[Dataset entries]

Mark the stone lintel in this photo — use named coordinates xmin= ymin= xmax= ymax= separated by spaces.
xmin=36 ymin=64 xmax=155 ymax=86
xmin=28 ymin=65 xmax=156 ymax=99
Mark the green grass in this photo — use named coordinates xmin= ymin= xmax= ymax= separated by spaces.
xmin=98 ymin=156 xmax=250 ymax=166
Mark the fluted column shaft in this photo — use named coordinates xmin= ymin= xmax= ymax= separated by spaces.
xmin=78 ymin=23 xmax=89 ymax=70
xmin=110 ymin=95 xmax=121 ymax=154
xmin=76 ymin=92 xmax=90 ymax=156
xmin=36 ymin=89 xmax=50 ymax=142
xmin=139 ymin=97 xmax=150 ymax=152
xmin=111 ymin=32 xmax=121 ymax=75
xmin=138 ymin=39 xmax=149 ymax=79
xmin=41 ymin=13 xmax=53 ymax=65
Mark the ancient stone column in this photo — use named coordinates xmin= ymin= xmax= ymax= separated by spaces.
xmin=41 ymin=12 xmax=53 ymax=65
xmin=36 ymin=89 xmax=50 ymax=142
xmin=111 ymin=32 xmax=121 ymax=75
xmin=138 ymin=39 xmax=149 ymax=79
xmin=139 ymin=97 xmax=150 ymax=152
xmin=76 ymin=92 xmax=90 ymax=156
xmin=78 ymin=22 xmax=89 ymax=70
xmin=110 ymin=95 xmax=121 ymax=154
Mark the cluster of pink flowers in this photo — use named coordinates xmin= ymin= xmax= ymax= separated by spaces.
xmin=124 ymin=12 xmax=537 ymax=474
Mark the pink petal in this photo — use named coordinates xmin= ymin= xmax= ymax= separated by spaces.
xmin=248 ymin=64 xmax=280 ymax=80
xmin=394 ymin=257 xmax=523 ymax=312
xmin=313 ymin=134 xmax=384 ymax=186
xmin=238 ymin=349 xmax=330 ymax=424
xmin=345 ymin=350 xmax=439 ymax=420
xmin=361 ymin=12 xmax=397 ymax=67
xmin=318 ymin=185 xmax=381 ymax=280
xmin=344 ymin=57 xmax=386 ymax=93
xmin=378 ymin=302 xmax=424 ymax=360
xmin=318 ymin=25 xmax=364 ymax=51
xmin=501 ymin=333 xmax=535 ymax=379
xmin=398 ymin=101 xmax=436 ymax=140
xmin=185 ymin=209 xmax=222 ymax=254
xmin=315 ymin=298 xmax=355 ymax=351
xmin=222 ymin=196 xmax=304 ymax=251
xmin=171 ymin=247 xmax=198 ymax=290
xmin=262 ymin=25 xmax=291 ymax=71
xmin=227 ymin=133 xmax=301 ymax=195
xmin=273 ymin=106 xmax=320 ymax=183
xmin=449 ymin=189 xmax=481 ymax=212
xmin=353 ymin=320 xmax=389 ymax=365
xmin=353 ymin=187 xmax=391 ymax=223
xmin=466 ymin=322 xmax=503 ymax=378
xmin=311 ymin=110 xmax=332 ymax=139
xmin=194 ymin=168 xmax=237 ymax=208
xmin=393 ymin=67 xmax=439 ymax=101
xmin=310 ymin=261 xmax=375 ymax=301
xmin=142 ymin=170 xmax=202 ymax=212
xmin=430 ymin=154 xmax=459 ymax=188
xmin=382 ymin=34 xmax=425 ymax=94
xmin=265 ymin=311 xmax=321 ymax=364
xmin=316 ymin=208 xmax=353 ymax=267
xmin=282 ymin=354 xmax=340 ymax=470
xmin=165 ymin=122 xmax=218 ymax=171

* _Action item_: Print all of the records, leaving each one exactly as it appears above.

* _Finished task_:
Mark the stone lintel in this photo — use named coordinates xmin= ymin= xmax= ymax= separated by spaces.
xmin=36 ymin=64 xmax=155 ymax=86
xmin=28 ymin=65 xmax=156 ymax=99
Mark the green grass in this photo — use named coordinates xmin= ymin= xmax= ymax= separated by spaces.
xmin=98 ymin=156 xmax=250 ymax=166
Mark the fluted column shaft in this photo — use named coordinates xmin= ymin= xmax= ymax= separated by spaces.
xmin=78 ymin=23 xmax=89 ymax=70
xmin=110 ymin=95 xmax=121 ymax=154
xmin=76 ymin=92 xmax=90 ymax=156
xmin=36 ymin=89 xmax=50 ymax=142
xmin=139 ymin=97 xmax=150 ymax=152
xmin=111 ymin=32 xmax=121 ymax=75
xmin=138 ymin=39 xmax=149 ymax=79
xmin=41 ymin=13 xmax=53 ymax=65
Mark the ancient stone column in this photo — use named coordinates xmin= ymin= xmax= ymax= separated by spaces.
xmin=41 ymin=12 xmax=53 ymax=65
xmin=36 ymin=89 xmax=50 ymax=142
xmin=111 ymin=32 xmax=121 ymax=75
xmin=138 ymin=39 xmax=149 ymax=79
xmin=139 ymin=97 xmax=150 ymax=152
xmin=76 ymin=92 xmax=90 ymax=156
xmin=78 ymin=22 xmax=89 ymax=70
xmin=110 ymin=95 xmax=121 ymax=154
Mark the cluster of pink flowers in this photo — use named coordinates xmin= ymin= xmax= ymax= separated by spaces.
xmin=124 ymin=12 xmax=537 ymax=474
Mark the pink petal in this photo — use named coordinates xmin= ymin= xmax= ymax= separated by spaces.
xmin=248 ymin=64 xmax=280 ymax=80
xmin=394 ymin=257 xmax=523 ymax=312
xmin=313 ymin=134 xmax=384 ymax=186
xmin=238 ymin=349 xmax=330 ymax=424
xmin=345 ymin=350 xmax=439 ymax=420
xmin=361 ymin=12 xmax=397 ymax=67
xmin=318 ymin=185 xmax=381 ymax=280
xmin=344 ymin=57 xmax=386 ymax=93
xmin=378 ymin=302 xmax=424 ymax=360
xmin=318 ymin=25 xmax=364 ymax=51
xmin=501 ymin=333 xmax=535 ymax=379
xmin=398 ymin=101 xmax=436 ymax=140
xmin=185 ymin=209 xmax=222 ymax=254
xmin=315 ymin=298 xmax=355 ymax=351
xmin=222 ymin=196 xmax=304 ymax=251
xmin=171 ymin=247 xmax=198 ymax=290
xmin=262 ymin=25 xmax=291 ymax=71
xmin=227 ymin=133 xmax=301 ymax=195
xmin=273 ymin=106 xmax=320 ymax=183
xmin=449 ymin=189 xmax=481 ymax=212
xmin=353 ymin=320 xmax=389 ymax=365
xmin=353 ymin=187 xmax=391 ymax=223
xmin=466 ymin=322 xmax=503 ymax=378
xmin=311 ymin=110 xmax=332 ymax=139
xmin=194 ymin=168 xmax=237 ymax=208
xmin=393 ymin=67 xmax=439 ymax=101
xmin=310 ymin=261 xmax=375 ymax=301
xmin=142 ymin=170 xmax=202 ymax=212
xmin=430 ymin=154 xmax=459 ymax=188
xmin=382 ymin=34 xmax=425 ymax=94
xmin=265 ymin=311 xmax=321 ymax=364
xmin=316 ymin=208 xmax=353 ymax=267
xmin=282 ymin=354 xmax=340 ymax=470
xmin=165 ymin=122 xmax=218 ymax=171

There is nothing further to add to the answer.